Data items:
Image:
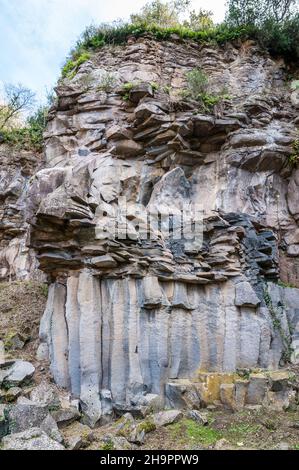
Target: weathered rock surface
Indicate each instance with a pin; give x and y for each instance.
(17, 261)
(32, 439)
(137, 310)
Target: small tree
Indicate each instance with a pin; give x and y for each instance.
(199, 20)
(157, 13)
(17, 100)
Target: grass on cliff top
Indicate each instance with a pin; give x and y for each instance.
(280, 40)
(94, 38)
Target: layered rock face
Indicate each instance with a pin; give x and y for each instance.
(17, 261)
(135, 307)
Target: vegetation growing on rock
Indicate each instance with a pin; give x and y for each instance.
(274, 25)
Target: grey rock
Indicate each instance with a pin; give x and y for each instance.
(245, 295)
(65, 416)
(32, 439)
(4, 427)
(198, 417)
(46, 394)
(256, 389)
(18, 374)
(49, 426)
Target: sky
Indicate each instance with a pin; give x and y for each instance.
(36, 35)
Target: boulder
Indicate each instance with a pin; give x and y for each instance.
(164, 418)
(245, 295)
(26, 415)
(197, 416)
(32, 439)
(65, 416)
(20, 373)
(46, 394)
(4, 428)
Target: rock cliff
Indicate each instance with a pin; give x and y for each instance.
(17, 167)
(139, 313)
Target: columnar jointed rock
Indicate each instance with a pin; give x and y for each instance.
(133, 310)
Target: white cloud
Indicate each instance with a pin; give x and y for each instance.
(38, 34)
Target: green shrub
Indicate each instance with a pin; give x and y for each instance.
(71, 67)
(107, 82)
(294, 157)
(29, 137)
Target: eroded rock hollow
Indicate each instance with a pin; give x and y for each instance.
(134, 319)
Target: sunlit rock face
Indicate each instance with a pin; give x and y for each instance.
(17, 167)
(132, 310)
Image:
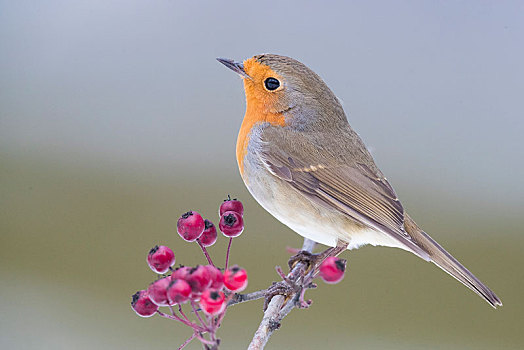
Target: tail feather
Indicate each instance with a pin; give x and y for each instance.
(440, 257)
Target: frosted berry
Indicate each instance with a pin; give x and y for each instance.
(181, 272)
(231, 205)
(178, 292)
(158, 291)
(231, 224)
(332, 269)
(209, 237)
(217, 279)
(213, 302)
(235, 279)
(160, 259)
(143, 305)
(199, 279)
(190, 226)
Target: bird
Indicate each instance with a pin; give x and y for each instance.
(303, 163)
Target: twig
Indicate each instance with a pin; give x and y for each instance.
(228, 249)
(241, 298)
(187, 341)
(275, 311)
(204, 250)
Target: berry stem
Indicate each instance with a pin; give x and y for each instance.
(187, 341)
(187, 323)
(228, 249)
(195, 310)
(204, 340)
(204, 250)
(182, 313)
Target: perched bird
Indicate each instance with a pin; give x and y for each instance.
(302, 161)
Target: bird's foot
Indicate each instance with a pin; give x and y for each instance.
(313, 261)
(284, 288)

---

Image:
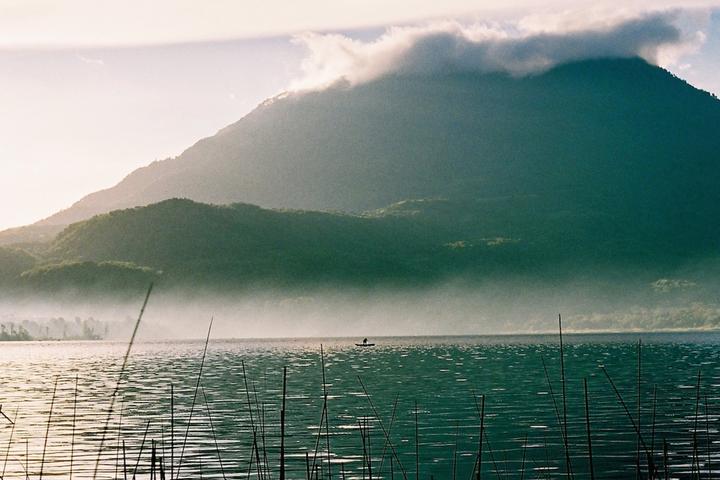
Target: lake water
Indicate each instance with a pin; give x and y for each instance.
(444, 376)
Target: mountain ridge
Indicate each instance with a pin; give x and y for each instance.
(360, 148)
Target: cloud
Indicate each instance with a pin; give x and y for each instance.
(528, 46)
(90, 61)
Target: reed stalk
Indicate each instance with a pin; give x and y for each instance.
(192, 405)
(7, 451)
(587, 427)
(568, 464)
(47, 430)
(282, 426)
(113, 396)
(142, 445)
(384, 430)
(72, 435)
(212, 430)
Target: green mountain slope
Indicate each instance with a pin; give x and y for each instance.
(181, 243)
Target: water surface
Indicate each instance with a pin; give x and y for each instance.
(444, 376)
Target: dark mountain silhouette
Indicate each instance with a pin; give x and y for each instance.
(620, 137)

### [Exercise]
List each line in the rows above that contains the word "surface".

### [Solution]
Target: weathered rock surface
Target: water surface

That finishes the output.